Q9: Can you think of a time when your repeated actions or thought patterns (even if at the time it seemed as if you were doing something different, but were instead merely rearranging) kept you getting the same results as you did in the past?


Q10: Can you describe an experience that has been influenced, altered, or marred by an experience prior to it?


Q11: Would you say that you commonly hold onto past experiences and let them direct your current decisions? Or are you more flexible?



A way to let go of the past, Carmen suggests: ‘Instead of sticking to the way things have always been done, try to notice the opportunities, even small ones, for trying a new approach.’


Chapter 5 - The present is the true gift



On negativity/worry/fear:

  • ‘Worry often gives small things a large shadow.’ (Swedish proverb)

  • ‘The negative twist’ = ‘A place in our minds where every bad thing that can happen actually does.’ (Carmen).



The problem with being trapped in the Negative twist: it keeps us trapped in our negative thoughts, wastes time and energy (and can even make us sick), and it ‘limits our ability to create new possibilities for the future.’



Q12: When have you engaged with or been trapped within the Negative Twist? I am trapped in there frequently - it can be quite problematic for me.



Q13: How does engaging with the Negative Twist make you feel? (ie Does is make you feel more prepared for a bad situation? Or does it feel more like a waste of time?).



A way around the Negative Twist: Carmen suggests (even in the toughest of times) to go back to the present moment and enjoy what you have.



Regrets:

Q14: Do you have any regrets? Is there a way for you to turn them around and see how they may have brought you to better things than may otherwise have happened? (Note: Carmen has a whole exercise on this; you might want to go ahead and try it out if you struggle with this).

PROVIDED DATA.
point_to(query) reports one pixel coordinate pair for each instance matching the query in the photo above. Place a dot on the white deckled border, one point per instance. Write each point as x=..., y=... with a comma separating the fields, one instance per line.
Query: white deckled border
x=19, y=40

SET OF TASKS.
1) Copy the reading guide from "Q11: Would you" up to and including "shadow.’ (Swedish proverb)", changing "proverb" to "saying".
2) For each statement about the reading guide, answer yes or no and quote the words that decide it: (a) The Swedish proverb says worry gives small things a large shadow. (b) Chapter 5 is titled "The past is the true gift." (c) Carmen suggests returning to the present moment only when times are easy.

SOLUTIONS PER TASK.
1)
Q11: Would you say that you commonly hold onto past experiences and let them direct your current decisions? Or are you more flexible?



A way to let go of the past, Carmen suggests: ‘Instead of sticking to the way things have always been done, try to notice the opportunities, even small ones, for trying a new approach.’


Chapter 5 - The present is the true gift



On negativity/worry/fear:

  • ‘Worry often gives small things a large shadow.’ (Swedish saying)

2)
(a) Yes: "‘Worry often gives small things a large shadow.’ (Swedish proverb)"
(b) No: "Chapter 5 - The present is the true gift"
(c) No: "Carmen suggests (even in the toughest of times) to go back to the present moment and enjoy what you have."